*** Begin section ***
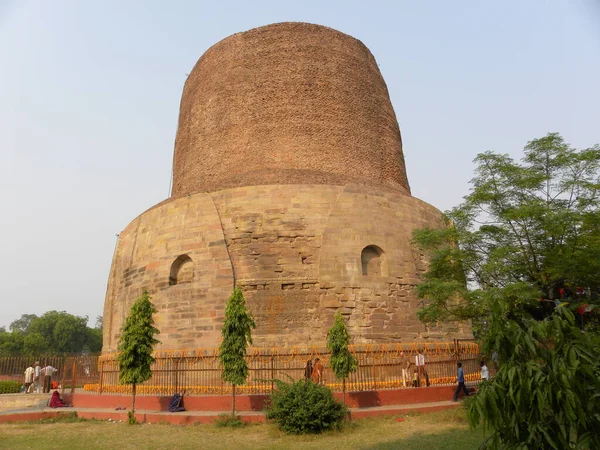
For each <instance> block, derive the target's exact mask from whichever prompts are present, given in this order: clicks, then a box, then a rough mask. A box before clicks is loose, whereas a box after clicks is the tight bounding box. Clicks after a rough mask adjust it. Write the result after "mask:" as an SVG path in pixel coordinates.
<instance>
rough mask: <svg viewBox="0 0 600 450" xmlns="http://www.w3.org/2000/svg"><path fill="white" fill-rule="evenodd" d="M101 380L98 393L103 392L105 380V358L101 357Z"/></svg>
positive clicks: (100, 367)
mask: <svg viewBox="0 0 600 450" xmlns="http://www.w3.org/2000/svg"><path fill="white" fill-rule="evenodd" d="M98 362H99V363H100V380H99V383H98V394H102V383H103V381H104V360H103V359H100V361H98Z"/></svg>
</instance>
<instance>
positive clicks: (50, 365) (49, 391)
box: [42, 364, 58, 393]
mask: <svg viewBox="0 0 600 450" xmlns="http://www.w3.org/2000/svg"><path fill="white" fill-rule="evenodd" d="M42 372H43V374H44V392H45V393H49V392H50V390H51V389H52V376H53V375H54V374H55V373H56V372H58V369H55V368H54V367H52V366H51V365H50V364H48V365H47V366H46V367H44V368H43V369H42Z"/></svg>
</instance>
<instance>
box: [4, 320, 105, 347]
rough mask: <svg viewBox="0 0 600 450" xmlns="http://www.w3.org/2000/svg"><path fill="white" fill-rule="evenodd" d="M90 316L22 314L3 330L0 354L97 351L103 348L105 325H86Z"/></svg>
mask: <svg viewBox="0 0 600 450" xmlns="http://www.w3.org/2000/svg"><path fill="white" fill-rule="evenodd" d="M87 322H88V318H87V316H74V315H72V314H68V313H67V312H65V311H48V312H46V313H44V314H43V315H42V316H37V315H35V314H23V315H22V316H21V318H20V319H17V320H15V321H14V322H12V323H11V324H10V327H9V329H10V332H6V331H5V332H0V355H5V356H14V355H40V354H43V353H46V354H64V353H71V354H73V353H87V352H93V353H97V352H100V350H102V328H97V327H95V328H90V327H88V326H87Z"/></svg>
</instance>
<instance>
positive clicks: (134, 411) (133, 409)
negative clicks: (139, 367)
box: [131, 383, 135, 414]
mask: <svg viewBox="0 0 600 450" xmlns="http://www.w3.org/2000/svg"><path fill="white" fill-rule="evenodd" d="M131 393H132V394H133V400H132V402H131V412H132V414H134V413H135V383H133V386H132V388H131Z"/></svg>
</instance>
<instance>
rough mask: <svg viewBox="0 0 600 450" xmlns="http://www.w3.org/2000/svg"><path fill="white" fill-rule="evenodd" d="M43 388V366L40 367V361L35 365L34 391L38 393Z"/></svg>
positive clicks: (38, 393)
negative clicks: (42, 387)
mask: <svg viewBox="0 0 600 450" xmlns="http://www.w3.org/2000/svg"><path fill="white" fill-rule="evenodd" d="M41 389H42V368H41V367H40V362H39V361H36V362H35V367H34V368H33V391H34V392H35V393H36V394H39V393H40V391H41Z"/></svg>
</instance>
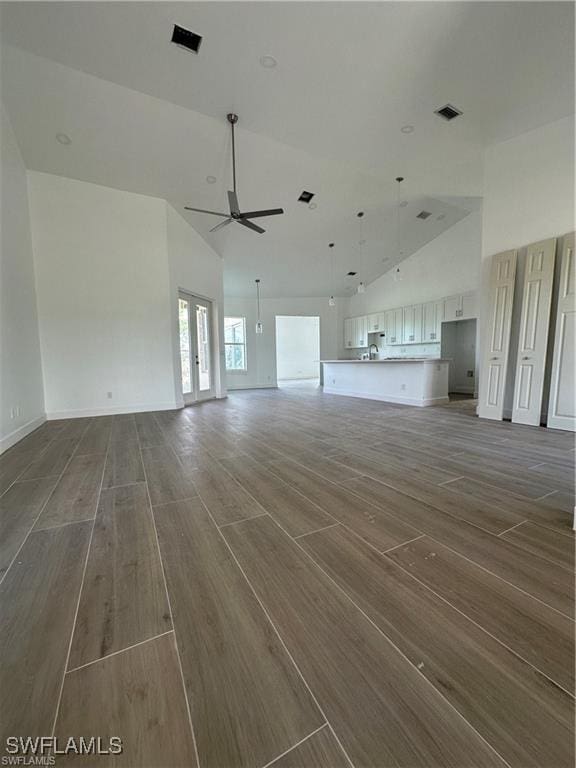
*** End section ***
Output each record above exactly; omit the images.

For each <instance> block, derive the target's exact mask from whichever prompts are present, given in this order: clicks, then a box, then a rough mask. A box before clicks is loose, whereas a box after clicks is the tight bounding box. Clicks after a rough mask adjust it. Write the result after "mask:" as an SVG path in pixel coordinates.
<instance>
rough mask: <svg viewBox="0 0 600 450" xmlns="http://www.w3.org/2000/svg"><path fill="white" fill-rule="evenodd" d="M101 380L98 393L103 392L105 380V358L101 357Z"/></svg>
positive clicks: (100, 367)
mask: <svg viewBox="0 0 600 450" xmlns="http://www.w3.org/2000/svg"><path fill="white" fill-rule="evenodd" d="M98 362H99V363H100V380H99V383H98V394H102V383H103V381H104V360H103V359H100V361H98Z"/></svg>
</instance>
<instance>
positive clicks: (50, 365) (49, 391)
box: [42, 364, 58, 393]
mask: <svg viewBox="0 0 600 450" xmlns="http://www.w3.org/2000/svg"><path fill="white" fill-rule="evenodd" d="M42 372H43V374H44V392H45V393H49V392H50V390H51V389H52V376H53V375H54V374H55V373H56V372H58V369H55V368H54V367H52V366H51V365H50V364H48V365H47V366H46V367H44V368H43V369H42Z"/></svg>
</instance>
<instance>
box: [4, 320, 105, 347]
rough mask: <svg viewBox="0 0 600 450" xmlns="http://www.w3.org/2000/svg"><path fill="white" fill-rule="evenodd" d="M90 316L22 314L3 330L0 354L97 351L103 348L105 325H86Z"/></svg>
mask: <svg viewBox="0 0 600 450" xmlns="http://www.w3.org/2000/svg"><path fill="white" fill-rule="evenodd" d="M87 322H88V318H87V316H74V315H72V314H68V313H67V312H65V311H48V312H46V313H44V314H43V315H42V316H37V315H35V314H23V315H22V316H21V318H20V319H17V320H15V321H14V322H12V323H11V324H10V327H9V329H10V332H6V331H5V332H0V355H5V356H14V355H40V354H43V353H46V354H64V353H71V354H73V353H87V352H93V353H97V352H100V350H102V328H97V327H95V328H90V327H88V326H87Z"/></svg>
</instance>
<instance>
positive clicks: (134, 411) (133, 409)
negative clicks: (139, 367)
box: [131, 383, 135, 414]
mask: <svg viewBox="0 0 600 450" xmlns="http://www.w3.org/2000/svg"><path fill="white" fill-rule="evenodd" d="M131 393H132V394H133V400H132V402H131V412H132V414H134V413H135V383H133V386H132V388H131Z"/></svg>
</instance>
<instance>
rough mask: <svg viewBox="0 0 600 450" xmlns="http://www.w3.org/2000/svg"><path fill="white" fill-rule="evenodd" d="M43 388V366L40 367V361L35 365L34 391L38 393Z"/></svg>
positive clicks: (38, 393)
negative clicks: (42, 387)
mask: <svg viewBox="0 0 600 450" xmlns="http://www.w3.org/2000/svg"><path fill="white" fill-rule="evenodd" d="M41 389H42V368H41V367H40V362H39V361H36V362H35V367H34V368H33V391H34V392H35V393H36V394H39V393H40V391H41Z"/></svg>
</instance>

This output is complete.